#### Assigned task
Within the records below, find the line containing "point: yellow shirt". Reproduce it and each line after it exactly, and nothing else.

(Records contained in a dataset)

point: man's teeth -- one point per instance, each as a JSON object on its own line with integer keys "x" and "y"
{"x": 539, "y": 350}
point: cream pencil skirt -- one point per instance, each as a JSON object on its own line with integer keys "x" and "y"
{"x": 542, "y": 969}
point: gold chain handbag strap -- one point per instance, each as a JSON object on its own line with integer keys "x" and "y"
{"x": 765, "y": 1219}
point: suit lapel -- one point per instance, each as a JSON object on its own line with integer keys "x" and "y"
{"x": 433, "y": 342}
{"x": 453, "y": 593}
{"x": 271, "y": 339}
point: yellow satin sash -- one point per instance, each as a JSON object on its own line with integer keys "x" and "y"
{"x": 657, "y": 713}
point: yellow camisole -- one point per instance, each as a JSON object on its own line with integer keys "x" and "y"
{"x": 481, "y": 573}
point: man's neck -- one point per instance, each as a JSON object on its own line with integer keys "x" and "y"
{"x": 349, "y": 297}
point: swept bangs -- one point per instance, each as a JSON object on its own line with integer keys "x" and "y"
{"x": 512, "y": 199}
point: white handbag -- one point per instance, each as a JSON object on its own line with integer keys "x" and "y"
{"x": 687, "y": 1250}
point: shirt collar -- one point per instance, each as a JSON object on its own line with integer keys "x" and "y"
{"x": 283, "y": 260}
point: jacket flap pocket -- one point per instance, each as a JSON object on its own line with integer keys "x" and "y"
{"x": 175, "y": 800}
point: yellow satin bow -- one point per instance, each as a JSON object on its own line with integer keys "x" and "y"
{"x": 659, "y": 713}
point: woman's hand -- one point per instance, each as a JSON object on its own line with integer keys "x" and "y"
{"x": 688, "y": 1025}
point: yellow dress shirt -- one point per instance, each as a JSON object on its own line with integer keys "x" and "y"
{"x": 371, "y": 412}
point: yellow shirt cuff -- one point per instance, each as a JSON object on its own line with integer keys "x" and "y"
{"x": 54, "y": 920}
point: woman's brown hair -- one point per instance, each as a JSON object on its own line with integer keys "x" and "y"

#### Answer box
point: yellow shirt cuff -- one point per instance, each as a JSON object on its own line with integer keys "x" and "y"
{"x": 54, "y": 920}
point: woman's brown hair -- one point per instance, each as a JSON object on its own line with integer keys "x" and "y"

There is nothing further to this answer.